- _Aufgabenstellung_:
- 1) Beantworten Sie anhand des Textes zur »Otello«-Inszenierung kurz die folgenden Fragen:
(a) An welchem Haus feierte die Inszenierung Premiere?
(b) Wer gestaltete das Bühnenbild?
(c) Wie viele Durchgänge hat die schwarze Mauer?
- 2) Prüfen Sie, ob die folgenden Aussagen mit dem Text zur »Otello«-Inszenierung übereinstimmen. Antworten Sie jeweils mit Ja oder Nein, und belegen Sie Ihre Antwort mit einem wörtlichen Zitat.
(a) Das Bühnenbild zeigt einen schwarzen Raum.
(b) Die Inszenierung verzichtet weitgehend auf Naturalismus.
(c) Die schwarze Mauer dient ausschließlich den Duetten von Otello und Desdemona.
- 3) Zitieren Sie aus dem Text zur »Otello«-Inszenierung wörtlich die Stelle, die mit „Verzicht auf Naturalismus“ beginnt und mit „und Desdemona herzustellen.“ endet.

Verzicht auf Naturalismus
Silvia Costas Inszenierung von Verdis später Oper »Otello«, die jetzt an der Oper Stuttgart Premiere feierte, verzichtet weitgehend auf Naturalismus. Das Bühnenbild (Costa) zeigt einen weißen, hermetischen Raum mit Lichtschächten, Zugängen und quaderartigen Versatzstücken, die sich gelegentlich aus der Wand schieben. Einmal baut sich eine schwarze Mauer mit zwei Durchgängen auf – um Intimität fürs intrigante Einflüstern Jagos, aber auch für Duette des Paares Otello und Desdemona herzustellen.

- _Vorliegende Angaben_:
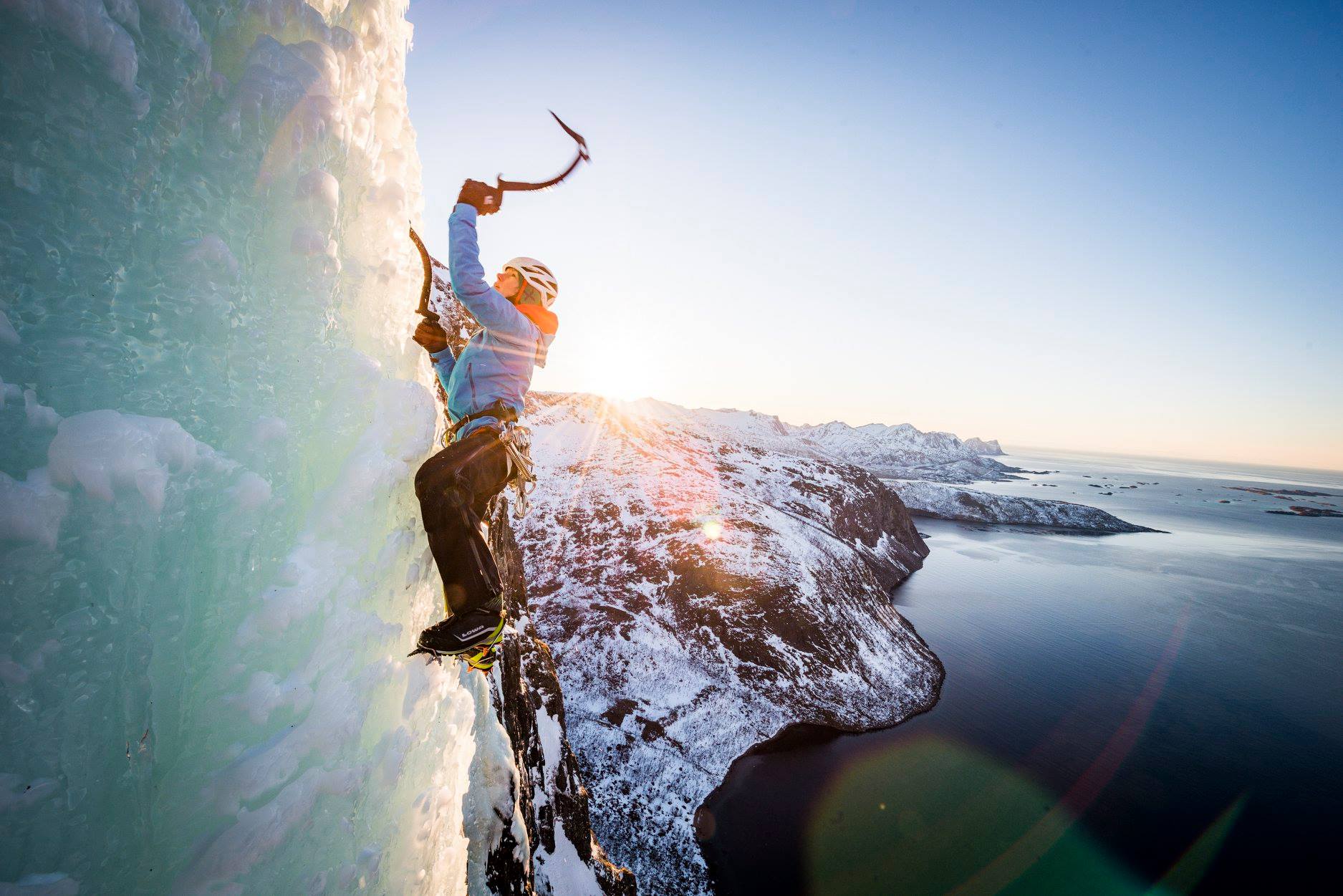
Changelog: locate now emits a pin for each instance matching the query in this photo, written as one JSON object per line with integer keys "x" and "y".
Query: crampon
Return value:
{"x": 478, "y": 650}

- _Lösungen_:
- 1)
(a) An der Oper Stuttgart.
(b) Silvia Costa.
(c) Zwei.

- 2)
(a) Nein: „Das Bühnenbild (Costa) zeigt einen weißen, hermetischen Raum“.
(b) Ja: „verzichtet weitgehend auf Naturalismus“.
(c) Nein: „um Intimität fürs intrigante Einflüstern Jagos, aber auch für Duette des Paares Otello und Desdemona herzustellen“.

- 3)
Verzicht auf Naturalismus
Silvia Costas Inszenierung von Verdis später Oper »Otello«, die jetzt an der Oper Stuttgart Premiere feierte, verzichtet weitgehend auf Naturalismus. Das Bühnenbild (Costa) zeigt einen weißen, hermetischen Raum mit Lichtschächten, Zugängen und quaderartigen Versatzstücken, die sich gelegentlich aus der Wand schieben. Einmal baut sich eine schwarze Mauer mit zwei Durchgängen auf – um Intimität fürs intrigante Einflüstern Jagos, aber auch für Duette des Paares Otello und Desdemona herzustellen.